DOCUMENT SECTION
** BEGIN **

The 1949 Ford is a line of cars produced by Ford from the 1949 to 1951 model years.  The successor to the prewar 1941 Ford, the model line was the first full-size Ford designed after World War II, becoming the first Ford car line released after the deaths of Edsel Ford and Henry Ford.  From 1946 to 1948, each of the American Big Three concentrated on the restoration of car production, offering updated versions of their 1941-1942 model lines.  Released in June 1948, the 1949 Ford was the first major "postwar" American car line, beating Chevrolet to market by six months and Plymouth by nine.

In response to its design, the model line would become called the "Shoebox Ford", denoting its slab-sided "ponton" design.  While the design theme had been in use since the late 1920s to streamline automobiles, the 1949 Ford marked its widest-scale use, removing running boards entirely and integrating front and rear fenders into a single, smooth body form.

Following the 1948 introduction of the Ford F-Series line of trucks, the Ford line was now offered solely as a car.  In another change, Ford introduced stand-alone model nameplates for 1950.  Designed by artist Frank L. Engle, the Ford crest emblem made its first appearance for 1950; in various forms, the emblem was used through the 1991 model year.  In other firsts, this generation marked the first use of keyed ignition and the first automatic transmission option in Ford vehicles.

Model overview 
For 1949, the Ford car line was redesigned from the ground up; only the powertrain and 114-inch wheelbase were retained from the 1941-1948 generation.

The Ford adopted a drop-center ladder frame; to further modernize its design, the transverse-leaf front and rear suspension (a feature in use since the Model T) was retired, replaced by a coil spring independent front suspension and longitudinal rear leaf springs.  The torque tube driveshaft was replaced by a more universally-used Hotchkiss drive shaft.

Carried over from the previous generation, a 226 cubic-inch L-head inline-6 was the standard engine with an optional 239 cubic-inch Flathead V8.

** END **

[Data entries]
** BEGIN **

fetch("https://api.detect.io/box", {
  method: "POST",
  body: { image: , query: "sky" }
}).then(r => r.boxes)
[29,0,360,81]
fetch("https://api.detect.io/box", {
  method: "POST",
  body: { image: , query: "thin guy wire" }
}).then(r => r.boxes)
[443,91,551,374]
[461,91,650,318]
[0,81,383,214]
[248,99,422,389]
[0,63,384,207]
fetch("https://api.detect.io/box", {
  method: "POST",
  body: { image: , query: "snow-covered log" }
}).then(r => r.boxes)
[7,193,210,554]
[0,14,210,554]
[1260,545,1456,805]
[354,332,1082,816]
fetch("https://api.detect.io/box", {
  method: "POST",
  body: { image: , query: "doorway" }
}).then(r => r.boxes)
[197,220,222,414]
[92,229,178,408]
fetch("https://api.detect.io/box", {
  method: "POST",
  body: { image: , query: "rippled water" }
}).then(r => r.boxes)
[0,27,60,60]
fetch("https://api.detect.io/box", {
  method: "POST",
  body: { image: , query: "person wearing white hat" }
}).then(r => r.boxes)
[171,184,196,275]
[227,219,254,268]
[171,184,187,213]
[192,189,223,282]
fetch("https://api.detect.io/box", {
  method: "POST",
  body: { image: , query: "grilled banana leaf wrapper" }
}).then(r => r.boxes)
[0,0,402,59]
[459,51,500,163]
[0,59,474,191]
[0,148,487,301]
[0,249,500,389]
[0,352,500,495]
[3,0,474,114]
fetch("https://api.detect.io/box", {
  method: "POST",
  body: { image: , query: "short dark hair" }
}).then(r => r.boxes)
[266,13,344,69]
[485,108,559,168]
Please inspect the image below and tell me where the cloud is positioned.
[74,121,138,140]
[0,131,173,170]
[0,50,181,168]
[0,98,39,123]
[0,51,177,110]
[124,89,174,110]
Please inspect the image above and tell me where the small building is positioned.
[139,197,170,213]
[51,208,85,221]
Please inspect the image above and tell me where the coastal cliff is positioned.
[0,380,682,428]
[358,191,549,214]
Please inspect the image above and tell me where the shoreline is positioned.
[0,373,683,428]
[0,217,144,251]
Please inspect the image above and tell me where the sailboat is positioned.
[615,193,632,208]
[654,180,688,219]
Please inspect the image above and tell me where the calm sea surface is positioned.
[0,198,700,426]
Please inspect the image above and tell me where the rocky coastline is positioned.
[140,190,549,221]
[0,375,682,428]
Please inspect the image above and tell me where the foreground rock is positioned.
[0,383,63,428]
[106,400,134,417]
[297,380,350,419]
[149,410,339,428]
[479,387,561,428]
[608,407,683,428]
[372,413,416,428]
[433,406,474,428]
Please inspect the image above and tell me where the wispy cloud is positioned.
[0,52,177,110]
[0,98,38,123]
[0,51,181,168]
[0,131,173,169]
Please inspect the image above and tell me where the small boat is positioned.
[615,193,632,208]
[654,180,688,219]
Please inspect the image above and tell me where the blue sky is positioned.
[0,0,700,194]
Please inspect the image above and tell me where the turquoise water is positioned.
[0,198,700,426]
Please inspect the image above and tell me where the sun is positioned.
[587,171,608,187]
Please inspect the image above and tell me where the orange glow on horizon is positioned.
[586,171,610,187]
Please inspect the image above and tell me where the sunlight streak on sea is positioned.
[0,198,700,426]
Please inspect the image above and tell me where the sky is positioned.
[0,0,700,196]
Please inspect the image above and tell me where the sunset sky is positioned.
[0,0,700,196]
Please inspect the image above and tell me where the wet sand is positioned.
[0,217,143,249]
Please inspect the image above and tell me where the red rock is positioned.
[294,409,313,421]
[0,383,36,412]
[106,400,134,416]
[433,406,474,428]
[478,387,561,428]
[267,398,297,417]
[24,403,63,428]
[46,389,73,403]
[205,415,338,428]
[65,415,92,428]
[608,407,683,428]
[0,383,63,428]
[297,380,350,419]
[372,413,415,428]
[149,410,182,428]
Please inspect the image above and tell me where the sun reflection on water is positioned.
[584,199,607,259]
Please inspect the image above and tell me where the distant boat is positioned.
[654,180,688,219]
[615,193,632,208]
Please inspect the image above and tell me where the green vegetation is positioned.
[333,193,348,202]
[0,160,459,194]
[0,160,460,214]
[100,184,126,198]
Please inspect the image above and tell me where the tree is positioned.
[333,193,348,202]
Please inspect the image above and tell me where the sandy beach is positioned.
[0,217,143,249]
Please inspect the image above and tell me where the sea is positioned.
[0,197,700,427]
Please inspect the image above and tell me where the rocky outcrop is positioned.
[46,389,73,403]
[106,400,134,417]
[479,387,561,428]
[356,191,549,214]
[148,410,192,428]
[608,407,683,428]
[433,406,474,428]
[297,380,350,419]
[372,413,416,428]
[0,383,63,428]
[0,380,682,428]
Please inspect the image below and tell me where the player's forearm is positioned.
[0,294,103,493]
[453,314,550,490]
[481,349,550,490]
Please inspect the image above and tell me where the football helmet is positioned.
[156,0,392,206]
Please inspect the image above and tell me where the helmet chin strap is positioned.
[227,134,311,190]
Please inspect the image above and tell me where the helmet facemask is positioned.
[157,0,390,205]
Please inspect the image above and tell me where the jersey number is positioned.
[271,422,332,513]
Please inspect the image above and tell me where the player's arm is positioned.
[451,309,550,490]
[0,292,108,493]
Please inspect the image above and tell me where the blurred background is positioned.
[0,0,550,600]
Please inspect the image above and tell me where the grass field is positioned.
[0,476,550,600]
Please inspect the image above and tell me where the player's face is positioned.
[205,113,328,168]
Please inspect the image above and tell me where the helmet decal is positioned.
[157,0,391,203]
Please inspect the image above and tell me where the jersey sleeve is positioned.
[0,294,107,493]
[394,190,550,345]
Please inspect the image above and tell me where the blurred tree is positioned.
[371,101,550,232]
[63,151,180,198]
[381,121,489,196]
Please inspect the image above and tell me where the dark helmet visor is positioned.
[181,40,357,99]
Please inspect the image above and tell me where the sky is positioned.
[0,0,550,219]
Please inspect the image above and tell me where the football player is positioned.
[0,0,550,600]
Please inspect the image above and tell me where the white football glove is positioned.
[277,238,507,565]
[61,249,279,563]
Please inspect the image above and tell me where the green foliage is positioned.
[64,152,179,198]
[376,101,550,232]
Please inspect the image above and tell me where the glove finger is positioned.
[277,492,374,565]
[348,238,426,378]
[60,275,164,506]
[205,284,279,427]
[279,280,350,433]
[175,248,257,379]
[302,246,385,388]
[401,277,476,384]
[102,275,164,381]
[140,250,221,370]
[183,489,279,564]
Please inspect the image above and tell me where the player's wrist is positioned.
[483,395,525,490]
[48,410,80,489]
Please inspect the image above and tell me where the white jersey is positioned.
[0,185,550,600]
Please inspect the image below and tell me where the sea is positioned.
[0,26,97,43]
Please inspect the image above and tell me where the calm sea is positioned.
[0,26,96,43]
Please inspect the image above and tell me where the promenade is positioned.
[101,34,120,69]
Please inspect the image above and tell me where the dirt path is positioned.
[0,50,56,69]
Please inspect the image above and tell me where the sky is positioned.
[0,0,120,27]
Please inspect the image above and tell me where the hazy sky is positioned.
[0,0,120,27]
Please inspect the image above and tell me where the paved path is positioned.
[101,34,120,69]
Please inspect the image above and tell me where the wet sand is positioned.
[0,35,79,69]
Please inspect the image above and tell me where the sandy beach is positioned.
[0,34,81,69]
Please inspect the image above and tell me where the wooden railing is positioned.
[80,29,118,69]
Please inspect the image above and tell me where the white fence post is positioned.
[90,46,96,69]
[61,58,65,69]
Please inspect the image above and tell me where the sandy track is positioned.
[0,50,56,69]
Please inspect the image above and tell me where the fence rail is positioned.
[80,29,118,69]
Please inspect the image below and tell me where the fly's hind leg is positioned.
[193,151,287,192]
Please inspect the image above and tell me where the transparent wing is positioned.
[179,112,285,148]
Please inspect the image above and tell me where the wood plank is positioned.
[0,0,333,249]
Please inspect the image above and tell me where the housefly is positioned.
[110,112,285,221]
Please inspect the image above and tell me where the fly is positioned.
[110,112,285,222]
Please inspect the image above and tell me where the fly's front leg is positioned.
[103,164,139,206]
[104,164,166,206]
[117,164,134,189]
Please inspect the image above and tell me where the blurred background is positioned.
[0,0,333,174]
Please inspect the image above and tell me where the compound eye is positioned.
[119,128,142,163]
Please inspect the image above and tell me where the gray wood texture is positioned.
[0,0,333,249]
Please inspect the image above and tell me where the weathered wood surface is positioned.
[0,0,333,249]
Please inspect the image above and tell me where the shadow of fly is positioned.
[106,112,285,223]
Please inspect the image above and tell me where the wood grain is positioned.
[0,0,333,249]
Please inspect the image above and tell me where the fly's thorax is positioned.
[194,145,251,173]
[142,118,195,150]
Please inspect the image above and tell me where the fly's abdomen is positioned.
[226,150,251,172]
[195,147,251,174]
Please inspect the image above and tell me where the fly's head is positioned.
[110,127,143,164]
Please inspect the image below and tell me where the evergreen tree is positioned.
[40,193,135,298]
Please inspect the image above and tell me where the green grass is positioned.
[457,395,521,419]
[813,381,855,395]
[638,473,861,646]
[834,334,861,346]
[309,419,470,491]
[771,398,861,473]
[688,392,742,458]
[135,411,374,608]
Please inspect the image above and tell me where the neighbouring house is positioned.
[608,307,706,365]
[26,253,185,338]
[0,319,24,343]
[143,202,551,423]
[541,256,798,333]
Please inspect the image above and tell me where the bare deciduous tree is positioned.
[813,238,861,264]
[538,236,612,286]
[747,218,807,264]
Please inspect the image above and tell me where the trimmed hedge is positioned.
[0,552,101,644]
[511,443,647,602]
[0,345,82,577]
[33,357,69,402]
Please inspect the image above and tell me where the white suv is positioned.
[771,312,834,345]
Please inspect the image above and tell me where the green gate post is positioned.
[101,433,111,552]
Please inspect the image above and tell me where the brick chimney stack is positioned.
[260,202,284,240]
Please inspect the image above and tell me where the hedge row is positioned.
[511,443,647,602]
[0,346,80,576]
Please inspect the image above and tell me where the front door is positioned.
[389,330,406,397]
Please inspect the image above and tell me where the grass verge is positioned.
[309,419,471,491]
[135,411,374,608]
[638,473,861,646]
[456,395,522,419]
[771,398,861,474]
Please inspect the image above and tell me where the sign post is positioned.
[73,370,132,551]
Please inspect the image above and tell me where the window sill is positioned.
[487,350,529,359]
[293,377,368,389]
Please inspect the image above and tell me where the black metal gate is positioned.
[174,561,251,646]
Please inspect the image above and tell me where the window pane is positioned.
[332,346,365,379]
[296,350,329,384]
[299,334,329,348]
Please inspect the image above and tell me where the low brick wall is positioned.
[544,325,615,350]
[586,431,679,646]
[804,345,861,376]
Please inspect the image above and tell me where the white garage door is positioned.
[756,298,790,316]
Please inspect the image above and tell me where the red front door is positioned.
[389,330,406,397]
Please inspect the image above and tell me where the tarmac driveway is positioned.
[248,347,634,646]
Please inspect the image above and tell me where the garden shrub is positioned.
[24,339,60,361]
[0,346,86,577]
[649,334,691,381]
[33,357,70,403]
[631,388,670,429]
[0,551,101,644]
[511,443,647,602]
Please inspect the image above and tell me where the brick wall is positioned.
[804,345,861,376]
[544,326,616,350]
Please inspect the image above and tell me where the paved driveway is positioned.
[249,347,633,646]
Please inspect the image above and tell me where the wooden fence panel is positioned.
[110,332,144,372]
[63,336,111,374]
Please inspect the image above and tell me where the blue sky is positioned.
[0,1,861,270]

** END **

GOAL 1
Name every person mentioned in the text about the 1949 Ford.
GOAL 2
Carry on the text about the 1949 Ford from its last sentence.

ANSWER 1
Edsel Ford, Henry Ford, Frank L. Engle

ANSWER 2
Model history 
The 1949 Ford debuted at a gala at the Waldorf-Astoria Hotel in New York City in June 1948, with a carousel of the new model line complemented by a revolving demonstration of the new chassis; the new integrated steel structure was advertised as a "lifeguard body".  Though wood was again used for external body panels, the "woody" station wagon adopted a steel inner body structure.  To increase its body rigidity, the frame of the convertible received an "X member" reinforcement.

1949 
Alongside the redesign of the car, Ford updated its model nomenclature for 1949.  The previous Custom, De Luxe, and Super De Luxe names were replaced by new Standard and Custom trims, with Tudor and Fordor sedans (two-door and four-door, respectively), fastback Club Coupe and Business Coupe (the latter, rear seat delete), Convertible Club Coupe, and two-door Station Wagon styles.  In the center of the "Bullet-nose" grille emblem, Ford embossed either a "6" or an "8" on top of a red circle, denoting the fitment of an inline-6 or V8 engine.

While using a different body than Lincoln-Mercury, Ford Motor Company used ponton styling across all three of its divisions for 1949, with the Ford sharing similar styling as the Mercury Eight and the Lincoln.  The center-mounted "Bullet-nose" grille became a styling element adopted by Studebaker for the 1950 facelift of the Studebaker Starlight.  During the 1950s, the slab-sided exterior design would go on to influence many European manufacturers, including Mercedes Benz, Borgward, Austin, Volvo and many others.

For 1949, Ford returned to first place among American manufacturers, selling 1,118,740 Ford cars.  While bolstered by an extended 16-month model year, the 1949 Ford was met with success.

1950 

For 1950, the Ford saw minor changes, primarily to the exterior.  In a badging change, the "FORD" lettering was replaced by an all-new crest badge; in various forms, Ford used a crest emblem on its full-size line for the next four decades.  The trim nomenclature underwent revision, as Standard and Custom became Deluxe and Custom Deluxe, respectively.  A Deluxe Business Coupe served as the most affordable Ford line.  In response to negative consumer feedback, the door latch mechanism underwent multiple safety upgrades.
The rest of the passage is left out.